WHAT NEEDS TO BE DONE> Locate each line in the listing below that contains the word "wall" and copy those lines out in full.

DATA IN THIS EXERCISE start

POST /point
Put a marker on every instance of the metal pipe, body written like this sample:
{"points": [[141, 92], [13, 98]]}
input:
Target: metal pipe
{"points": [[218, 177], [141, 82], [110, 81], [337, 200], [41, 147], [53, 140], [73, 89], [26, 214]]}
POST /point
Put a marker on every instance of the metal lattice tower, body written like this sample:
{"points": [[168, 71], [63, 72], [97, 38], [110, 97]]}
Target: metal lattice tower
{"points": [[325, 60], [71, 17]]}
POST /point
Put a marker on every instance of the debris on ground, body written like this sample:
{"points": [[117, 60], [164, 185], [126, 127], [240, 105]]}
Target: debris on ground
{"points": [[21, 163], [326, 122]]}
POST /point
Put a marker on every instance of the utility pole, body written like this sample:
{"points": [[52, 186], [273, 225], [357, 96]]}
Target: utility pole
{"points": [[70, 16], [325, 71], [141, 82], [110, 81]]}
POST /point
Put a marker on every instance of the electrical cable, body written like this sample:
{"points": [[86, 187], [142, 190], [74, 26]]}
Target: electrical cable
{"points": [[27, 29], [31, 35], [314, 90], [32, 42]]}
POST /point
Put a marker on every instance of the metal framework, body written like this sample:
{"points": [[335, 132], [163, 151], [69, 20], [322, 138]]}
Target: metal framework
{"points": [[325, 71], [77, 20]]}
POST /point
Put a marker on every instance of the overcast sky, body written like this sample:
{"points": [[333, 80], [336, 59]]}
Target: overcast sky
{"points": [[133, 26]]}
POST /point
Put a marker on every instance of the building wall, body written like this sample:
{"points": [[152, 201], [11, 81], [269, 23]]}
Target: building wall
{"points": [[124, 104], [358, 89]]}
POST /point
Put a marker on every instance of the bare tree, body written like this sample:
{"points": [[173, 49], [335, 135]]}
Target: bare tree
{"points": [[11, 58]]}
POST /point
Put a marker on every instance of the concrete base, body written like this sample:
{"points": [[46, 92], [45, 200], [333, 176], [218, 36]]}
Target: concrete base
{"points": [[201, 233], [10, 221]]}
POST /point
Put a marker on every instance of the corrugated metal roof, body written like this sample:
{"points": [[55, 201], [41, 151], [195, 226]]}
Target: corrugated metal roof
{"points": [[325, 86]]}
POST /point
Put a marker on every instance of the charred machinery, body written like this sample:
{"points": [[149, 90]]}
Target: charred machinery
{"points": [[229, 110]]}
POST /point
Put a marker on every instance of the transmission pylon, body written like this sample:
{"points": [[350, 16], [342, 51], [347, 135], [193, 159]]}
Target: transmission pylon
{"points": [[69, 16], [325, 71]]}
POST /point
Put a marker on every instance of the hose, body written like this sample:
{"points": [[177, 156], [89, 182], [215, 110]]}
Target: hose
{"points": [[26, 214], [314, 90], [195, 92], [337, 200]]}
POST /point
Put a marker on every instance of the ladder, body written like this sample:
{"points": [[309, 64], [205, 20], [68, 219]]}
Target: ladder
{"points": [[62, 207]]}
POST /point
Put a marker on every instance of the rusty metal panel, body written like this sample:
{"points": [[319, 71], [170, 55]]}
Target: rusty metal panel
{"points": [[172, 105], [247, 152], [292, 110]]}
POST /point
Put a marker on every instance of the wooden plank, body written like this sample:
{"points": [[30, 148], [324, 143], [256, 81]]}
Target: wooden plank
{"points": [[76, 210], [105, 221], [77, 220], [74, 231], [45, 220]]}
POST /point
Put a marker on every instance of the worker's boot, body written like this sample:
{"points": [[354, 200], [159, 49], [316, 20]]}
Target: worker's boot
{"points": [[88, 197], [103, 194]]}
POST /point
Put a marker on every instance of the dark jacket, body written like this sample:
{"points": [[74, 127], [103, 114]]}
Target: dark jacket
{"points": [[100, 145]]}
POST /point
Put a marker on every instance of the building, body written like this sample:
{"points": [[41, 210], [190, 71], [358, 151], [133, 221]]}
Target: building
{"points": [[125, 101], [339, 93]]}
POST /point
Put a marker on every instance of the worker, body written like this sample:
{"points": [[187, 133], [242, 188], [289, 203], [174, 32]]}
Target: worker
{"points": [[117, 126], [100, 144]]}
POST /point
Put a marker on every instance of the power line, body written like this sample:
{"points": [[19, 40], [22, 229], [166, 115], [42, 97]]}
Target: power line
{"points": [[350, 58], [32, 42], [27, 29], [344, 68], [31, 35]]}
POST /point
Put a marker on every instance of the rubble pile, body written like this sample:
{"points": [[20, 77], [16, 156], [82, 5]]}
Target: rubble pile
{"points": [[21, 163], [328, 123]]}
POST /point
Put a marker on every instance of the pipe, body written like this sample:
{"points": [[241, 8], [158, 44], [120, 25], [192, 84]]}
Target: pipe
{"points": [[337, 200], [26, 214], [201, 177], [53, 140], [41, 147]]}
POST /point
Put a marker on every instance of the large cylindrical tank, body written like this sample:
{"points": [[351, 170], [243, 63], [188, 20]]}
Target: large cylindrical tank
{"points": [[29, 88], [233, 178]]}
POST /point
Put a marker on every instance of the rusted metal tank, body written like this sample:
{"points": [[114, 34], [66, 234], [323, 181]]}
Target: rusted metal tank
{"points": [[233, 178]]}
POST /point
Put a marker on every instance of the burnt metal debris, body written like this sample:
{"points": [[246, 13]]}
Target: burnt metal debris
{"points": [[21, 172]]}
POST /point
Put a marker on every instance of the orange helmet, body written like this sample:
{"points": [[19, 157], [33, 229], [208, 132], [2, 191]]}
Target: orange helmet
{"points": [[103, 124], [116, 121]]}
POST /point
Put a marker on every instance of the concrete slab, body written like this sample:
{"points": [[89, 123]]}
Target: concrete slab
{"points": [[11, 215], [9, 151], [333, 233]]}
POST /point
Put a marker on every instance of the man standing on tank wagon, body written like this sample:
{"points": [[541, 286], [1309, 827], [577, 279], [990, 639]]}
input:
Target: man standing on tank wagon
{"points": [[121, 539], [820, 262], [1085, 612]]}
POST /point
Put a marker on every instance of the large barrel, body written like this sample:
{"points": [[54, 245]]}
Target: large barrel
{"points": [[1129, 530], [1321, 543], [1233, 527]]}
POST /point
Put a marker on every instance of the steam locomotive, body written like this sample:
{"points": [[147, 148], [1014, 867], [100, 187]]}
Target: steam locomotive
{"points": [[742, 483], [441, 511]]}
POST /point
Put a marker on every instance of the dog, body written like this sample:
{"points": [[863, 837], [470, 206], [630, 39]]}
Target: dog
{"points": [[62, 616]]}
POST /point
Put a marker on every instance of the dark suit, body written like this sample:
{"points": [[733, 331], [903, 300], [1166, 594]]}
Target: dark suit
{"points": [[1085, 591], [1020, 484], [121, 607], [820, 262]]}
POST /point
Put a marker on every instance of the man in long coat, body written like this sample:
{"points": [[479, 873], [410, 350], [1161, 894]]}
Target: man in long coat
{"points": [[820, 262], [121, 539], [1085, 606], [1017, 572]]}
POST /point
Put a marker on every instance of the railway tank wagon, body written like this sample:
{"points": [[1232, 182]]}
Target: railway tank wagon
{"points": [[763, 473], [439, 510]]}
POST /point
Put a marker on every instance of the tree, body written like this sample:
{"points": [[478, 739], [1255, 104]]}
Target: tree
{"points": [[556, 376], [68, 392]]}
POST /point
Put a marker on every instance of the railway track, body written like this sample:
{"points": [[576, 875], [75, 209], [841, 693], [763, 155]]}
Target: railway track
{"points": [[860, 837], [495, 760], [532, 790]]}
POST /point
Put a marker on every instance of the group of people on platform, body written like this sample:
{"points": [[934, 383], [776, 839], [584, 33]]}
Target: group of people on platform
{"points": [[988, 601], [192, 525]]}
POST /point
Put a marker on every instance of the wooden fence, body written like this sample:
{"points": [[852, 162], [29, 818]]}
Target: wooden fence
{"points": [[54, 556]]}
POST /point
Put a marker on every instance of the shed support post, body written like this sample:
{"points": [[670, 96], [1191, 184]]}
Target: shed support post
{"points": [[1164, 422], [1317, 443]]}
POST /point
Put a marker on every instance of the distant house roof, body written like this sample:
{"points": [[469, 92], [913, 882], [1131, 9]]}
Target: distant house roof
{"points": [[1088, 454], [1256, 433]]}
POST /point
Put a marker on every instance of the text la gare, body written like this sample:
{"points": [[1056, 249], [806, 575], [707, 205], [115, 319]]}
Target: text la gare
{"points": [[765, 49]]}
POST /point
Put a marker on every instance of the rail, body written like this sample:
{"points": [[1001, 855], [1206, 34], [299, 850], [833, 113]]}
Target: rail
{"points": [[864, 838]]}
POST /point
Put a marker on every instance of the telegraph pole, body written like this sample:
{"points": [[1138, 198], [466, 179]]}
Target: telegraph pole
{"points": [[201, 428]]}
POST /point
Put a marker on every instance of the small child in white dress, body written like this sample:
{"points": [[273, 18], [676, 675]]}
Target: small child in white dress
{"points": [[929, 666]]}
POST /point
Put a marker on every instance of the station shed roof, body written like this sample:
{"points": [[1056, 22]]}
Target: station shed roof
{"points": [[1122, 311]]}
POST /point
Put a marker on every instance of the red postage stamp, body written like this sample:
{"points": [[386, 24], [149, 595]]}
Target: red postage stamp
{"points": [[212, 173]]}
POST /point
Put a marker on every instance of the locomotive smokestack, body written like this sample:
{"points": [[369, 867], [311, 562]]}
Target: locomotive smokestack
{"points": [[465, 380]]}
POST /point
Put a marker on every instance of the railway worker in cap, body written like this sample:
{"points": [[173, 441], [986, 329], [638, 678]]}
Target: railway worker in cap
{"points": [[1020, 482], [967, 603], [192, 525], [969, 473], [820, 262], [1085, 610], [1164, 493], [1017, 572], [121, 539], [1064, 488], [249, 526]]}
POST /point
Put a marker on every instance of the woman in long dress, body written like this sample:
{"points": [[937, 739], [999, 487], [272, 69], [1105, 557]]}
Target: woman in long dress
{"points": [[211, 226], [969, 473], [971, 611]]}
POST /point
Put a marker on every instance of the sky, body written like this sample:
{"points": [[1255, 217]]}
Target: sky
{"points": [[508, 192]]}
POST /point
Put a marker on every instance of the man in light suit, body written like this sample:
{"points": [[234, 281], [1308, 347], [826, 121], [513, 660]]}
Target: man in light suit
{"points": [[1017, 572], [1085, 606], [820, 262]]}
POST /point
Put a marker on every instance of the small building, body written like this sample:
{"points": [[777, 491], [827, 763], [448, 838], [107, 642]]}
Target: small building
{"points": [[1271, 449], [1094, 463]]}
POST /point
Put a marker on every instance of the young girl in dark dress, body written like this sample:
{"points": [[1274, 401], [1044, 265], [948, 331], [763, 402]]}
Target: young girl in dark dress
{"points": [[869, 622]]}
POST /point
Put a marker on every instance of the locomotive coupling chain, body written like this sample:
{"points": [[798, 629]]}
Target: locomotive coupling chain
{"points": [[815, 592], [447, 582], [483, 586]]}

DATA IN THIS EXERCISE end

FULL ANSWER>
Put a marker on every instance of the building wall, body written like this sample:
Target: building wall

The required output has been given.